** Start Passage to read **

Tropical Storm Emily Forms West of Tampa Bay; Heavy Rain Threat

Anytime an area low pressure sits over the Gulf of Mexico during the summertime tropical cyclone development can never be ruled out. Despite marginally favorable wind shear, the area of low pressure thrived off of the warm eastern Gulf waters and gained tropical characteristics early Monday. Tropical Depression 6 was quickly upgraded to Tropical Storm Emily at 8 AM. As of 8 AM max sustained winds are at 45 mph. Emily moves east at 8 mph. Tropical storm force winds extend out up to 60 miles for the center. As of 8:45 AM the center is less than 25 miles from the Sunshine Skyway Bridge. Tropical Storm Emily will cut across Central Florida Monday. Training/flooding is likely is spots, especially for Tampa Bay South near the coast. Winds 30-40 mph+ are possible in the strongest squalls. A Tropical Storm Warning is in effect for the Anclote River southward to Bonita Beach. Emily will weaken to a depression and move into the Atlantic early Tuesday.



Heavy rain/the potential for flooding is the primary threat from Tropical Storm Emily. A Flood Watch is in effect for Hillsborough, Pinellas, Manatee, Sarasota, Hardee, Desoto and Highlands county until 8 PM Monday. 3-6″ of rain are likely. Some coastal areas will pick up well over 6 inches of rain Monday.


At times it will be gusty, especially for Tampa Bay South Monday morning and afternoon. Wind gusts will be much lower than they are in a severe thunderstorm in the summertime. Gusts up 30-40 mph+ are possible through Monday afternoon. The strongest wind field is limited to an area around the center.



Watching Frontal Boundary Near Florida and Atlantic Tropical Wave

A rare summer cold front settles into Central Florida Sunday and stalls late in the day. Low pressure will develop along this boundary in the Eastern Gulf and brings the threat for periods of heavy rain to Central Florida early this work week. Anytime low pressure sits over warm water temperatures in the upper 80s to near 90 it is worth watching for tropical development. The odds of this low gaining any tropical characteristics are low over the next 5 days. Wind shear is enhanced near this frontal boundary and upper level winds are only marginally favorable for tropical development.  Development or not, this feature is a rainmaker for parts of the Sunshine State.

** End Passage to read **
** Start Data shown **

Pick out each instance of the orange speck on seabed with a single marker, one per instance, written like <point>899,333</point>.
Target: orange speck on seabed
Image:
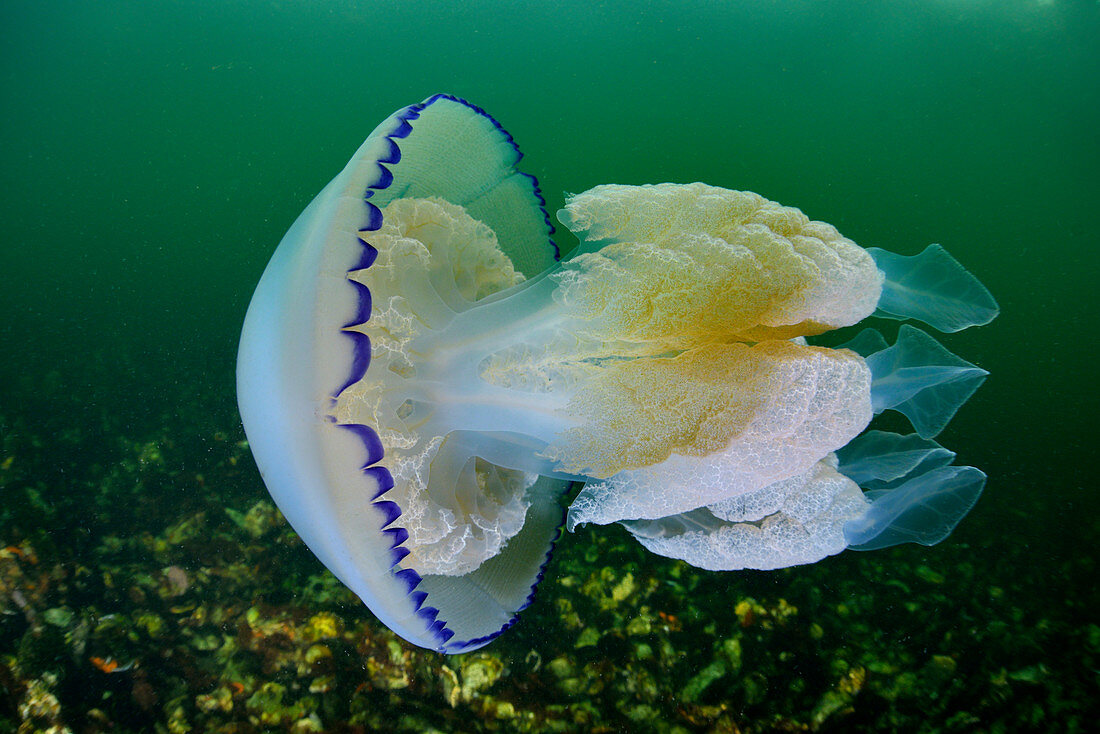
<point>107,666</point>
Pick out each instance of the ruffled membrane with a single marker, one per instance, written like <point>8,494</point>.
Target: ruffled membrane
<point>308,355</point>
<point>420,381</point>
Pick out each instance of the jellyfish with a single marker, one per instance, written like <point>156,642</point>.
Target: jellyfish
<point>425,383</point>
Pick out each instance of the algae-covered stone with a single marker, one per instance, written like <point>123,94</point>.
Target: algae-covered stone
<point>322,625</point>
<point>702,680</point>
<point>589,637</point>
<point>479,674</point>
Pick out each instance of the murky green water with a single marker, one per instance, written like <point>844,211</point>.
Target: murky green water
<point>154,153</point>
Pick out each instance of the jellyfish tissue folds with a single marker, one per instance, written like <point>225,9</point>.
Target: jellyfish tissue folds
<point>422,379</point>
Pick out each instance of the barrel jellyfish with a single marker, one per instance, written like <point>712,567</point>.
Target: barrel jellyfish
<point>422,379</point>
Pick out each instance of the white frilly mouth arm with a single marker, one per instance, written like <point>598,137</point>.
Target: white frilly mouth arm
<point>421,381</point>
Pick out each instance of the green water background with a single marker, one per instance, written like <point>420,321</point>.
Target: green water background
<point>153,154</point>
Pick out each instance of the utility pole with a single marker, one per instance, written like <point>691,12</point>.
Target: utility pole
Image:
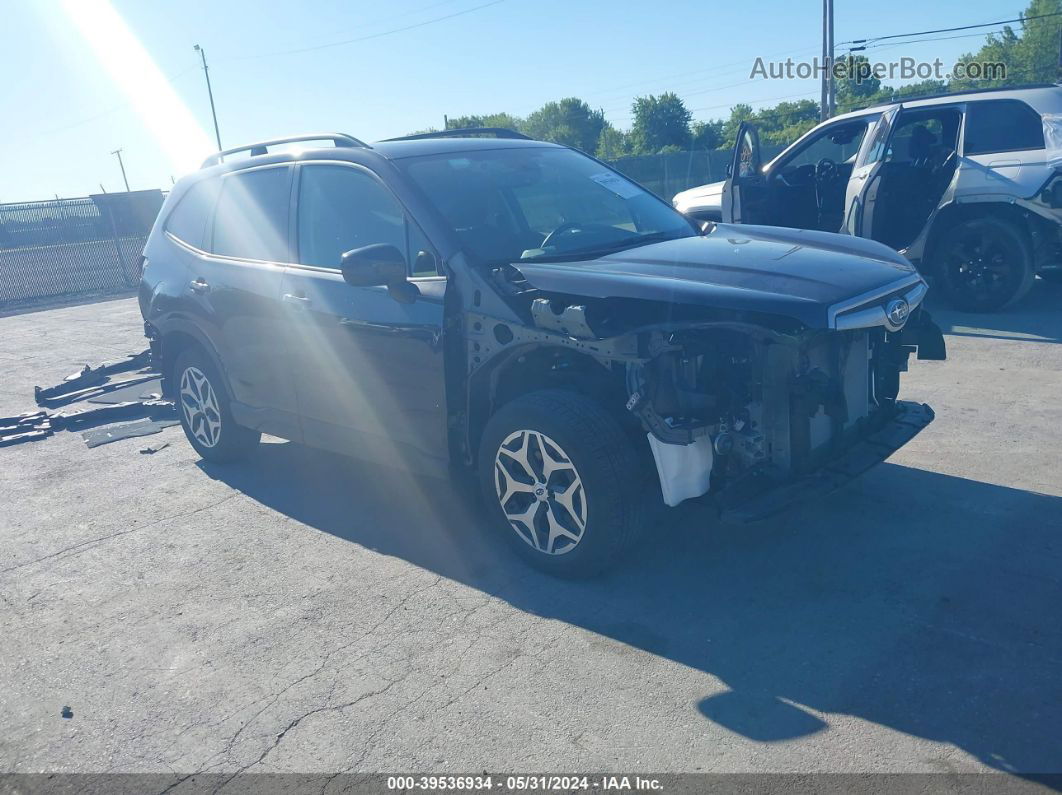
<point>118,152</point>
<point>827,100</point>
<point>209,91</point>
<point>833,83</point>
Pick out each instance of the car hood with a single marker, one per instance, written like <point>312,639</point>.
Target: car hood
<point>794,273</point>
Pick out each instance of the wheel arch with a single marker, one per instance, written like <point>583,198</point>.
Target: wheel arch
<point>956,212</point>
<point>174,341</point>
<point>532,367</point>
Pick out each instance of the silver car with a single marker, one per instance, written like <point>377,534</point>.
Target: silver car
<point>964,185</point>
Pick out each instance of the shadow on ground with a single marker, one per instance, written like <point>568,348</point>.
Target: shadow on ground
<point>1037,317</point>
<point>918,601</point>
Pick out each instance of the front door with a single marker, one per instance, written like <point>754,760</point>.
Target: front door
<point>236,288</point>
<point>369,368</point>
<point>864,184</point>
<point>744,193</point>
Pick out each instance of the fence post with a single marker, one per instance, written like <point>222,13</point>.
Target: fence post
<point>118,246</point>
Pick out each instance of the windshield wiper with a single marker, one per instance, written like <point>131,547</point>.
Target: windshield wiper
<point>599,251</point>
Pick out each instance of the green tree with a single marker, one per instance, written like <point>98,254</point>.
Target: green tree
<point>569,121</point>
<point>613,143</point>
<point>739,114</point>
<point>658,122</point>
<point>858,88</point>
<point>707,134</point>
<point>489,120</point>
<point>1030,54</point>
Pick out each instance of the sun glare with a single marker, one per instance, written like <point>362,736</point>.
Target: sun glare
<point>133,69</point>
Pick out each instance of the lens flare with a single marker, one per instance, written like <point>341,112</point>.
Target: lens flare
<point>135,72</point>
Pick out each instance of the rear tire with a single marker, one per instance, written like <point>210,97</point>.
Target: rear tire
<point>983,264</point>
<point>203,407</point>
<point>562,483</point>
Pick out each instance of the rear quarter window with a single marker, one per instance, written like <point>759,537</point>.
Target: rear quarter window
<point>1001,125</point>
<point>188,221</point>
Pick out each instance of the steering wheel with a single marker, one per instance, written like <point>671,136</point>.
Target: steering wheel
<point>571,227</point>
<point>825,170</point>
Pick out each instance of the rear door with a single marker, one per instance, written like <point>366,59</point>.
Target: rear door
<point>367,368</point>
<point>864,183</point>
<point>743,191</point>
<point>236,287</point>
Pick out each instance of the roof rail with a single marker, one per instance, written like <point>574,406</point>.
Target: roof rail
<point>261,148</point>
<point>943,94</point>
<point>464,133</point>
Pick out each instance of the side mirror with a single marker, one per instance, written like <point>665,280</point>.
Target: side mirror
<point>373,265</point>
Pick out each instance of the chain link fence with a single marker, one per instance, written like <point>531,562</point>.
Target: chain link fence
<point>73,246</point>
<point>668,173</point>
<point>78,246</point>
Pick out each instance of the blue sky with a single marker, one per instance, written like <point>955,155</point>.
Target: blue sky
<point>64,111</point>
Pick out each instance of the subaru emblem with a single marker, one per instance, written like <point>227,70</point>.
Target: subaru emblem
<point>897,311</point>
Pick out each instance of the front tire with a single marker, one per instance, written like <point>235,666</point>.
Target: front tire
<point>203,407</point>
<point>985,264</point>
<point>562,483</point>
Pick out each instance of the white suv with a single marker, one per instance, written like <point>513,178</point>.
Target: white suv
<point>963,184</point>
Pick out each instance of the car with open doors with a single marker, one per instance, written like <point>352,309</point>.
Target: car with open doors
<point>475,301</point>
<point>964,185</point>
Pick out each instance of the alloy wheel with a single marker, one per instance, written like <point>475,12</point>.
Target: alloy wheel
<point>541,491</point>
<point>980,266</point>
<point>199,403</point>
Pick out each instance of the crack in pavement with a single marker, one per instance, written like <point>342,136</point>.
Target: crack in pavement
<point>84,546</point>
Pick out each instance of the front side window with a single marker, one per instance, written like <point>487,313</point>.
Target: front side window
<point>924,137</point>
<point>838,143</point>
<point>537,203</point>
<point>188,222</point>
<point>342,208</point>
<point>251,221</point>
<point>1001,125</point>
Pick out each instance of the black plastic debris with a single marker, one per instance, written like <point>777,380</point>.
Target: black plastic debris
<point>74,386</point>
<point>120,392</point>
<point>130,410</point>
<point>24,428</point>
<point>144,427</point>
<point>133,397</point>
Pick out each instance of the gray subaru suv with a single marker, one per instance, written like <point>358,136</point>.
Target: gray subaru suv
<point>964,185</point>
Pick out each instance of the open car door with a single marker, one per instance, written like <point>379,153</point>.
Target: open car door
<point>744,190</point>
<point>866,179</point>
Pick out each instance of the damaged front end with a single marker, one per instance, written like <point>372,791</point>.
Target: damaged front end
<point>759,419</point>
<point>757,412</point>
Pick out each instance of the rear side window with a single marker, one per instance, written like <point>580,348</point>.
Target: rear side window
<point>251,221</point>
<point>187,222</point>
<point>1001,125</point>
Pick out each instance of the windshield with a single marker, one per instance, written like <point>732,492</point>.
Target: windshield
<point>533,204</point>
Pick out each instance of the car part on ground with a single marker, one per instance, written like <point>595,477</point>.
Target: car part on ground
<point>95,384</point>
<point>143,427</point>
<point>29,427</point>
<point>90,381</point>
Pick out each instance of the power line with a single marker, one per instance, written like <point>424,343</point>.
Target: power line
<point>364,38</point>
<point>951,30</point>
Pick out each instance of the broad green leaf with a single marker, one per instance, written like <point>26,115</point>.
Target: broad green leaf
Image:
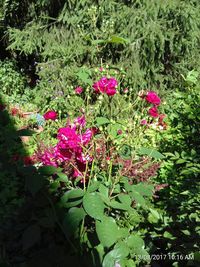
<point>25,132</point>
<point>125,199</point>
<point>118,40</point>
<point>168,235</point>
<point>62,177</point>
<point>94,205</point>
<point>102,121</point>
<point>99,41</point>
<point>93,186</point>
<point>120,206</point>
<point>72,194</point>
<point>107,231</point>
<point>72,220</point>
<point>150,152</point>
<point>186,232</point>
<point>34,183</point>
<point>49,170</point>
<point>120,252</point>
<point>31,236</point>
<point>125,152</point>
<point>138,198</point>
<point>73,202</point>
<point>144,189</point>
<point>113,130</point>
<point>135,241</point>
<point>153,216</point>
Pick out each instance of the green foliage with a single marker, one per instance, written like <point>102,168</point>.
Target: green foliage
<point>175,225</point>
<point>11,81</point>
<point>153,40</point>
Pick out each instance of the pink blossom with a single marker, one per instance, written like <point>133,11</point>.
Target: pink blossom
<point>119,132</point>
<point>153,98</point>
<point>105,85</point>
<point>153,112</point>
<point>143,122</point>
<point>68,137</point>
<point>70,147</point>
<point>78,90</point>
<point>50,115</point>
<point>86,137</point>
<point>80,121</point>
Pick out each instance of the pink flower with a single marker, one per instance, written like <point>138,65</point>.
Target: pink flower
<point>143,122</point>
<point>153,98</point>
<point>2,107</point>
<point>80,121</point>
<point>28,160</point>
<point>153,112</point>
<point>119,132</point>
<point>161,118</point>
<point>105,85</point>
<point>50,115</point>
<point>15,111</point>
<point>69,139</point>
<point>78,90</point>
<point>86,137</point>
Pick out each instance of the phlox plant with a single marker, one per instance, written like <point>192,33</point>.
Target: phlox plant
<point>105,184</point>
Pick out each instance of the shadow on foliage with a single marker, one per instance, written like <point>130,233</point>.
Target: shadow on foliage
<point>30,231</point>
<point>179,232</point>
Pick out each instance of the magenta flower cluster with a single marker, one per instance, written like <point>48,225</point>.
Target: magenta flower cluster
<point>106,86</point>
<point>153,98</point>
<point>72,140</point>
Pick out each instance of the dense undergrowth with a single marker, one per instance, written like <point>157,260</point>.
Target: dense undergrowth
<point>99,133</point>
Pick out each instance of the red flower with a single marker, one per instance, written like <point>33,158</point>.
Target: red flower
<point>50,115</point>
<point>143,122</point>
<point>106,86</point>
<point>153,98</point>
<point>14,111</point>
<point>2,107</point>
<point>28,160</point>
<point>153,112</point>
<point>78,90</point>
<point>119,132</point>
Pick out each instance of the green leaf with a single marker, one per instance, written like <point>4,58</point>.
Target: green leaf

** End Data shown **

Challenge A ->
In the Tropical Storm Emily article, what speed does Emily move east at?
Challenge B ->
Translate this sentence from the Tropical Storm Emily article into Spanish: "Emily will weaken to a depression and move into the Atlantic early Tuesday."
Challenge C ->
Please reproduce the Tropical Storm Emily article word for word from "At times it" to "around the center.".

Correct answer A ->
8 mph

Correct answer B ->
Emily se debilitará hasta convertirse en una depresión y se desplazará hacia el Atlántico temprano el martes.

Correct answer C ->
At times it will be gusty, especially for Tampa Bay South Monday morning and afternoon. Wind gusts will be much lower than they are in a severe thunderstorm in the summertime. Gusts up 30-40 mph+ are possible through Monday afternoon. The strongest wind field is limited to an area around the center.